Sunulan Alıntı

▼▼▼

Sözcü yazarı Emin Çölaşan, bugünkü köşe yazısında Ertuğrul Özkök'ün 'her devrin adamı' olduğunu yazdı. Çölaşan, "80 yaşına merdiven dayamış birisin kardeşim… Evlisin, torunların var. Okurlardan utanmıyorsun, insan hiç değilse torunlarından utanır. Bırak artık bu magazin muhabbetlerini, palavralarını kendine sakla. Ona buna çamur atmaktan vazgeç" ifadelerini kullandı.
Çölaşan, yazısında şunları kaydetti:
Sevgili okurlarım, memlekette akıl almaz olaylar yaşıyoruz…
Din tüccarları Türk Ordusu'na el attı.
Merkez Bankası hesaplarındaki 128 milyar dolar birilerine hortumlandı.
İktidarın sözünün geçtiği her yerden yolsuzluk, usulsüzlük, israf, vurgun, soygun ve laik Cumhuriyet düşmanlığı fışkırıyor.

▲▲▲

Verilen Bilgiler
▼▼▼

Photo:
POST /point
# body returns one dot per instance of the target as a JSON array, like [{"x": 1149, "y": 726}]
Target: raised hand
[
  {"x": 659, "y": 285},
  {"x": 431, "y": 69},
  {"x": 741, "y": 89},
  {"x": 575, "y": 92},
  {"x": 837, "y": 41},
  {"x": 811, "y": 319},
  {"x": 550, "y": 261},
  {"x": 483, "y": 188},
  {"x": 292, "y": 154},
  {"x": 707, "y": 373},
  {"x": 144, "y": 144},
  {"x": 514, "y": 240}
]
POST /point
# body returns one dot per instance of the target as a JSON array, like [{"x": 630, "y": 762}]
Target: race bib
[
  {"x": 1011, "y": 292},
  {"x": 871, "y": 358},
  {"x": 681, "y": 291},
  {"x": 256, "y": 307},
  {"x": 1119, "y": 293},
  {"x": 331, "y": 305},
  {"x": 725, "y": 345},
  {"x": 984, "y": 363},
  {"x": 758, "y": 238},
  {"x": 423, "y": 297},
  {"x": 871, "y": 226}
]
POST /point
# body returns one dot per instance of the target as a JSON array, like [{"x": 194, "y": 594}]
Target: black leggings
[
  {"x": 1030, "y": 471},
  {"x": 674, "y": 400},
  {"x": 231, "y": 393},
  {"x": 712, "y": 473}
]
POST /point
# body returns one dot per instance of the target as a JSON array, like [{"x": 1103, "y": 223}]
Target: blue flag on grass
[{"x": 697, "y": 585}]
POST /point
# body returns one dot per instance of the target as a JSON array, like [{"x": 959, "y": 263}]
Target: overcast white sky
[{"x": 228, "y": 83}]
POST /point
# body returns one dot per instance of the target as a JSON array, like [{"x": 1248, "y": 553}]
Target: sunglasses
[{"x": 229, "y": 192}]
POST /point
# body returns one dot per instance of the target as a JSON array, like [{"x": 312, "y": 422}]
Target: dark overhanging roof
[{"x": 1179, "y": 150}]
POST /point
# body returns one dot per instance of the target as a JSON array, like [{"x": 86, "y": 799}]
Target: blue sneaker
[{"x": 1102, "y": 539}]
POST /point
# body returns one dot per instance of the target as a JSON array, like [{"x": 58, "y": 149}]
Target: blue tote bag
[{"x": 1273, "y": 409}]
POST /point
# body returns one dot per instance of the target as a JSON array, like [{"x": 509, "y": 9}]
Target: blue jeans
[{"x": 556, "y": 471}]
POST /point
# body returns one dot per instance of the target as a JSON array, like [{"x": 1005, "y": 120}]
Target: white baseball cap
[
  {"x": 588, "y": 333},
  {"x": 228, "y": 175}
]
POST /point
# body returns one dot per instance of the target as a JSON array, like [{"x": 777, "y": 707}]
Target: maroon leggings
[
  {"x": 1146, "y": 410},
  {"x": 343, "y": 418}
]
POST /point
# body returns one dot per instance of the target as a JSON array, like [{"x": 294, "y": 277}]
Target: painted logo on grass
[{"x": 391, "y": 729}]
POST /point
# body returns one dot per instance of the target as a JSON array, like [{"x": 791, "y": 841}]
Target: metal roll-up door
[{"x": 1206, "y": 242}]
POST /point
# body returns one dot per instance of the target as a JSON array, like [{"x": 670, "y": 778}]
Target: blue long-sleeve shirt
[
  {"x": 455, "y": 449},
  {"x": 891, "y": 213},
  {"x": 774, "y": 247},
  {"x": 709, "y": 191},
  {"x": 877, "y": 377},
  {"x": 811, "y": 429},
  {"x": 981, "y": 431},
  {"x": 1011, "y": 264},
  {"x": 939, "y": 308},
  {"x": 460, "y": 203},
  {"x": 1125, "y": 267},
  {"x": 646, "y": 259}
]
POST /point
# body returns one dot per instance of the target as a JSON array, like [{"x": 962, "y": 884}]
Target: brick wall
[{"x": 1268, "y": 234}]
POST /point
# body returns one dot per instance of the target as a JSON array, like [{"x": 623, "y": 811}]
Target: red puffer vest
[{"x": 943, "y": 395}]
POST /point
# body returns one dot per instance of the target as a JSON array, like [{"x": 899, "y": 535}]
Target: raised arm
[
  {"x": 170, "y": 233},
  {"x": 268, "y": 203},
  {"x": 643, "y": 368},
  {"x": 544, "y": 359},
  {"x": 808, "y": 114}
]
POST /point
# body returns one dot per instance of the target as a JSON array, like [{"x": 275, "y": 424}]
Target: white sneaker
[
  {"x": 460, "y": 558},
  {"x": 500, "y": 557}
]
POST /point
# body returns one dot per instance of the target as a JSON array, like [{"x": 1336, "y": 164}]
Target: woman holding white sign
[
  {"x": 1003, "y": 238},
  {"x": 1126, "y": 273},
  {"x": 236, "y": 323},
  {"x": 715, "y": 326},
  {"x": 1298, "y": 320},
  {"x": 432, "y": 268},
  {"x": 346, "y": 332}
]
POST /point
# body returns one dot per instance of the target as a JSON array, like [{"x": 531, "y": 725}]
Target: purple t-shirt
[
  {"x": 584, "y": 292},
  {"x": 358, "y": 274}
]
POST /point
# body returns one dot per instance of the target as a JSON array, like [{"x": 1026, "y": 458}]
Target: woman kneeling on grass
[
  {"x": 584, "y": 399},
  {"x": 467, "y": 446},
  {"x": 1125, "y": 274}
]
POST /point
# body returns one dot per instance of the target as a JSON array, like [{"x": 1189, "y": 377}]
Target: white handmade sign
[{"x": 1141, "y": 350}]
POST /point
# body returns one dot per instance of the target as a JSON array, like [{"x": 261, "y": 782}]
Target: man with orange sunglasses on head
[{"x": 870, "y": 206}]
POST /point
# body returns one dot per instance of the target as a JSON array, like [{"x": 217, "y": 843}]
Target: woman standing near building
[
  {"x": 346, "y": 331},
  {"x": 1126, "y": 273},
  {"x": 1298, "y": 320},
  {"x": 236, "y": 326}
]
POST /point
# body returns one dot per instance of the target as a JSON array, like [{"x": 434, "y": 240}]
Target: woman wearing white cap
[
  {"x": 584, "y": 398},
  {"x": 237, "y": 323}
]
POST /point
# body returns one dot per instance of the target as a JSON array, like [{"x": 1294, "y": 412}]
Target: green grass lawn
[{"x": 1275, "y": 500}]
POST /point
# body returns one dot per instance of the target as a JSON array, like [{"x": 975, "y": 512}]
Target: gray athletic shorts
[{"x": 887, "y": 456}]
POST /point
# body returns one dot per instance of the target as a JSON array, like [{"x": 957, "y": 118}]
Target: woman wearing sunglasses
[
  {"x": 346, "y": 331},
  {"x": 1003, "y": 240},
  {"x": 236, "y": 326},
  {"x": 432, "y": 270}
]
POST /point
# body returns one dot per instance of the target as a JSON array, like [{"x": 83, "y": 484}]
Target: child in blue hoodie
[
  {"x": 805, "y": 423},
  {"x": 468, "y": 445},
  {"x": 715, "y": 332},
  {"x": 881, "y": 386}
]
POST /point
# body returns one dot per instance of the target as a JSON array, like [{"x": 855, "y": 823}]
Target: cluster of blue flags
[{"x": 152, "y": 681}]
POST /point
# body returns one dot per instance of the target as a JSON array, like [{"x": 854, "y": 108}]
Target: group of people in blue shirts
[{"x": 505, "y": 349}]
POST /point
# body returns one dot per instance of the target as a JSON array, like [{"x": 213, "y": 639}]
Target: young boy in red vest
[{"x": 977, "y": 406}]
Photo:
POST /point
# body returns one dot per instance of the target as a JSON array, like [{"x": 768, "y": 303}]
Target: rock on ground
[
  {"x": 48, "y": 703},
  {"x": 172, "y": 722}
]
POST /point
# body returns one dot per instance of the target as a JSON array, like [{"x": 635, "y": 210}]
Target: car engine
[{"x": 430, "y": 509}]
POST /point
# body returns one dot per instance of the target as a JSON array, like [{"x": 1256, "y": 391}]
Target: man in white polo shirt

▲▲▲

Görev 1
Alıntıda "Sözcü yazarı Emin" ifadesinden "Ordusu'na el attı." ifadesine kadar uzanan bölümü, "Din tüccarları" yerine "Bazı çevreler" koyarak yeniden yazınız.
Görev 2
Alıntıya göre iktidarın sözünün geçtiği her yerden fışkıran şeylerin tümünü sıralayınız.
Satırlar başka bir kaynaktan alınmıştır.

Görev Yanıtı 1
Sözcü yazarı Emin Çölaşan, bugünkü köşe yazısında Ertuğrul Özkök'ün 'her devrin adamı' olduğunu yazdı. Çölaşan, "80 yaşına merdiven dayamış birisin kardeşim… Evlisin, torunların var. Okurlardan utanmıyorsun, insan hiç değilse torunlarından utanır. Bırak artık bu magazin muhabbetlerini, palavralarını kendine sakla. Ona buna çamur atmaktan vazgeç" ifadelerini kullandı.
Çölaşan, yazısında şunları kaydetti:
Sevgili okurlarım, memlekette akıl almaz olaylar yaşıyoruz…
Bazı çevreler Türk Ordusu'na el attı.

Görev Yanıtı 2
Yolsuzluk, usulsüzlük, israf, vurgun, soygun ve laik Cumhuriyet düşmanlığı.